Instruções da tarefa: Digite novamente, na íntegra e sem nenhuma alteração, a resenha sobre a biografia de João do Vale.

Livro tropeça em contextualizações nem sempre convincentes
PEDRO ALEXANDRE SANCHES
DA REPORTAGEM LOCAL
Uma das maiores instituições da música popular nordestina, o maranhense João do
Vale (1934-96) ganha biografia de
título quase maior que a memória
em torno de seu nome, "Pisa na
Fulô, Mas Não Maltrata o Carcará
- Vida e Obra do Compositor João
do Vale, o Poeta do Povo".
Escrito pelo economista e letrista carioca Marcio Paschoal, o livro
tenta esclarecer no título quem é o
motivo da biografia, autor de "Pisa na Fulô" e "Carcará" (que alçou
Maria Bethânia ao estrelato, embora interpretada antes por Nara
Leão) e "poeta do povo".
João Batista Vale foi parcamente alfabetizado, conta Paschoal
-um episódio de expulsão da escola na infância, de acordo com a
própria vítima motivado pelo fato
de ele ser negro e pobre, nunca
passaria por sua garganta.
Ainda assim, o ex-artista de circo, ex-motorista de caminhão, ex-pedreiro e ex-garimpeiro notabilizou-se pela poética primitivista
que o colocou no nível de Luiz
Gonzaga, Jackson do Pandeiro,
Gordurinha e poucos outros.
De influência esparramada,
João foi cantado por artistas tão
diferentes quanto Tim Maia (que
funkeou o forró de "Coroné Antônio Bento", em seu LP de estréia, de 70) e Caetano Veloso
("Na Asa do Vento", em 75).
O livro de Paschoal retrata a vida atribulada do artista aos trancos e barrancos, dividindo-se entre a verborragia de títulos longos
de capítulos e a quantidade nem
tão grande de informações.

Recorte dos dados:
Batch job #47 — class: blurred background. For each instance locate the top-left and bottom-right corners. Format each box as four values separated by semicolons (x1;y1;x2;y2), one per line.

Resposta a seguir:
Livro tropeça em contextualizações nem sempre convincentes
PEDRO ALEXANDRE SANCHES
DA REPORTAGEM LOCAL
Uma das maiores instituições da música popular nordestina, o maranhense João do
Vale (1934-96) ganha biografia de
título quase maior que a memória
em torno de seu nome, "Pisa na
Fulô, Mas Não Maltrata o Carcará
- Vida e Obra do Compositor João
do Vale, o Poeta do Povo".
Escrito pelo economista e letrista carioca Marcio Paschoal, o livro
tenta esclarecer no título quem é o
motivo da biografia, autor de "Pisa na Fulô" e "Carcará" (que alçou
Maria Bethânia ao estrelato, embora interpretada antes por Nara
Leão) e "poeta do povo".
João Batista Vale foi parcamente alfabetizado, conta Paschoal
-um episódio de expulsão da escola na infância, de acordo com a
própria vítima motivado pelo fato
de ele ser negro e pobre, nunca
passaria por sua garganta.
Ainda assim, o ex-artista de circo, ex-motorista de caminhão, ex-pedreiro e ex-garimpeiro notabilizou-se pela poética primitivista
que o colocou no nível de Luiz
Gonzaga, Jackson do Pandeiro,
Gordurinha e poucos outros.
De influência esparramada,
João foi cantado por artistas tão
diferentes quanto Tim Maia (que
funkeou o forró de "Coroné Antônio Bento", em seu LP de estréia, de 70) e Caetano Veloso
("Na Asa do Vento", em 75).
O livro de Paschoal retrata a vida atribulada do artista aos trancos e barrancos, dividindo-se entre a verborragia de títulos longos
de capítulos e a quantidade nem
tão grande de informações.